Study text
____________________
In your fiction reading, have you ever run into a passage that reads like a segment cut and pasted out of an encyclopedia, or perhaps a geography text? Perhaps something like the following:
At last, after eleven years of traveling at trans-light seven, the Earth colonists had arrived at the planet his grandfather, Emilio Nandez, had discovered almost a century ago. Suspecting conditions on the planet were favorable for life, Emilio had convinced the Colonization Alliance of Independent Nations to send an auto-ship on a scouting mission. What the ship found exceeded even Emilio’s wildest dreams.
Even though the planet had one small continent above sea level, it offered an interesting geological formation: a huge fissure that split the continent in half. Millions of years ago, the planet’s tectonic plates had formed a mountain range, leaving two valleys on either side. Dark green moss covered the thousands of canyons of the planet’s large valley, which was thousands of kilometers in length and stretched for hundreds of kilometers in width.
Rivers, some a kilometer or more wide, and others narrow enough for a man to jump across, ran through the canyons, which split off from the large valley like branches on a tree. Spectacular waterfalls fell thousands of feet to the valley below.
Behold, in all its dread beauty, the expository lump.
What’s above is only half of the lump. It goes on for two more long paragraphs: approximately 400 words in toto. I simply haven’t the patience to type out the rest. It’s one of the most egregious cases I’ve seen lately...and it’s from a writer who prides himself on his writing and will tell you so.
Anyone can fall into this trap. I certainly have. It had to be pointed out to me by a crack editor. It was a harsh but quite necessary lesson of a fundamental sort:
The writer’s fascination with his imaginings (or his skill with words) is of no importance to the reader. The reader is there to experience events and changes in the lives of your characters, especially your protagonists. This flows from the never-too-often repeated Two Great Commandments of Fiction:
1. The raw material of fiction is people.
____________________
Exercise data
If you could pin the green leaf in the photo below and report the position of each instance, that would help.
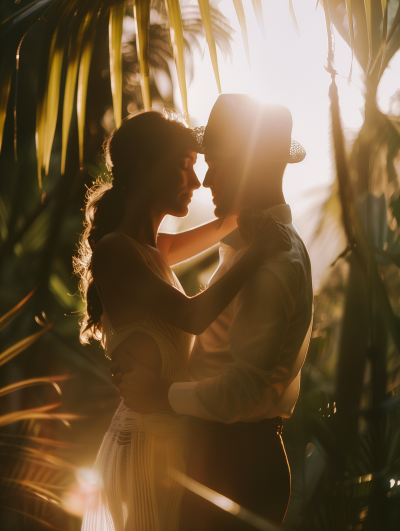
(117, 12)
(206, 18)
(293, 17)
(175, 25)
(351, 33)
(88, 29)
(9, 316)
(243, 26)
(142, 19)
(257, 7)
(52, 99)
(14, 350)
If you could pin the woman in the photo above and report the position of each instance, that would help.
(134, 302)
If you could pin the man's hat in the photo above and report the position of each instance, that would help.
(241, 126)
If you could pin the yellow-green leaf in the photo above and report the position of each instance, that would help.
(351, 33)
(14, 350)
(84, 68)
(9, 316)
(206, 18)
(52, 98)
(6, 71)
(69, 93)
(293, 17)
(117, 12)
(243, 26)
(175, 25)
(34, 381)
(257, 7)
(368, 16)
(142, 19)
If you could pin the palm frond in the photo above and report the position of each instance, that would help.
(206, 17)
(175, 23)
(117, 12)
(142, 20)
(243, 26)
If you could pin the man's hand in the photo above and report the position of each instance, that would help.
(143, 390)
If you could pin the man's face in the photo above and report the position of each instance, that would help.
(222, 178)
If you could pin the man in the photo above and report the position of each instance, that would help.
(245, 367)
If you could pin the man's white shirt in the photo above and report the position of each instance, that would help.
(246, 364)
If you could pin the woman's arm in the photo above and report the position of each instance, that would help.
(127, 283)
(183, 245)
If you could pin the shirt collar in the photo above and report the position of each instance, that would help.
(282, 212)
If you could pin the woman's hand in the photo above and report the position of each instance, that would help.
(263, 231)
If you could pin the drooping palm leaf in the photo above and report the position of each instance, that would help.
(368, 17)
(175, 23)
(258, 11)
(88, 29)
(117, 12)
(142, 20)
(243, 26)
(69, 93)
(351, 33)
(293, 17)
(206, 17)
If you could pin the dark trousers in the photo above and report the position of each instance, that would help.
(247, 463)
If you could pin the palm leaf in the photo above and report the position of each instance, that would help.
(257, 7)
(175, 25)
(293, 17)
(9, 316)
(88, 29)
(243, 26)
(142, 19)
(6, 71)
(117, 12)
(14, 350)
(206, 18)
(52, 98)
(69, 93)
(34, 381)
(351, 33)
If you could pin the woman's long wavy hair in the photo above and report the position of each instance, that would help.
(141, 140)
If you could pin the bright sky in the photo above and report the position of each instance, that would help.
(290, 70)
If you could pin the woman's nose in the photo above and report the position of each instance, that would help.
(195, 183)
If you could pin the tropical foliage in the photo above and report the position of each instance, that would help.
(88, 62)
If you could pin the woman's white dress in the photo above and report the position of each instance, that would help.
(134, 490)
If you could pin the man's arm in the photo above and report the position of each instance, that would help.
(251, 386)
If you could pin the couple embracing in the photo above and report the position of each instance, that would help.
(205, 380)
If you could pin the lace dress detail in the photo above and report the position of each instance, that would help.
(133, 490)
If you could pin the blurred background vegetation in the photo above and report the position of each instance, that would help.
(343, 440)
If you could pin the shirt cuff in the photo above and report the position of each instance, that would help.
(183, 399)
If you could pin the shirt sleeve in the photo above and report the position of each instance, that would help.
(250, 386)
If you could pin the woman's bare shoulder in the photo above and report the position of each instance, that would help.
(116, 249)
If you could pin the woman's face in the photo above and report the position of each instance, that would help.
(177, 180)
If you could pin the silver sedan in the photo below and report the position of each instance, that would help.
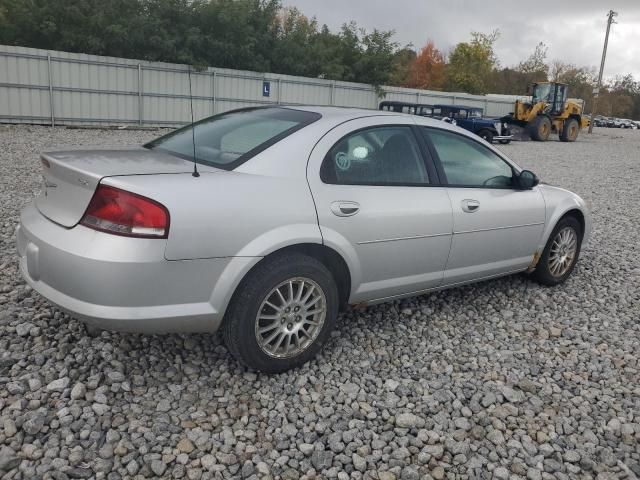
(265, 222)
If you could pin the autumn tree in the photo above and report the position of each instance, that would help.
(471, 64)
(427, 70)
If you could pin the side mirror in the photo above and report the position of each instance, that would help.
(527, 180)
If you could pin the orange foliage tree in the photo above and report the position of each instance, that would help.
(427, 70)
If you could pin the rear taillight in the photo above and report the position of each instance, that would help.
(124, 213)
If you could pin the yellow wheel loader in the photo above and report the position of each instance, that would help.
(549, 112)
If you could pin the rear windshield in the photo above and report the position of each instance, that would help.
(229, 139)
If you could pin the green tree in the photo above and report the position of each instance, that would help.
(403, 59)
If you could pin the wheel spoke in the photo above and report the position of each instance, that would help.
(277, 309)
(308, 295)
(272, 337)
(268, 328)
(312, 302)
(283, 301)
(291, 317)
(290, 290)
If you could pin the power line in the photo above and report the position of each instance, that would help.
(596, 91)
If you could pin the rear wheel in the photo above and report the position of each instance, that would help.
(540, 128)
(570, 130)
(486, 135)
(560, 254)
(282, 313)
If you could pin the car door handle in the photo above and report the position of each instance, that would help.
____________________
To do
**A)** In the essay on the expository lump, about how many words long is the whole lump in total?
**B)** Continue the essay on the expository lump from its last sentence.

Answers given
**A)** Approximately 400 words.

**B)**
2. The essence of story is change.
A landscape can be attractive, but what’s more important to the fiction reader is how the viewpoint character reacts emotionally (if he does) to the landscape. The backstory events of a novel can be critically important, but again, what really matters is how they influence the viewpoint character as he remembers them in the context of some significant story-time event.
When a writer departs from the lives of his characters for a sizable expository lump, he risks causing the reader to disaffiliate himself from the characters – in other words, to lose his reason for reading the story. No matter how important the facts being conveyed in the lump, it’s a bad bargain. It risks a reader reaction so deadly that it’s usually referred to by its acronym: MEGO, or “Mine eyes glazeth over.”
As if more were necessary, the innate dynamic of the expository lump, like all cancers, is to expand. The lump swells; the reader’s distance from the characters’ story-time lives and events tends to grow. The narrative loses focus from being drowned in exposition.
The lethal power of the expository lump is one of the reasons for Elmore Leonard’s famous advice about descriptive passages:
Long descriptions of physical settings are the most obvious kind. Backstory exposition is just as poisonous to reader involvement, though often less obvious. There are other temptations toward the creation of an expository lump, but these are the most important ones.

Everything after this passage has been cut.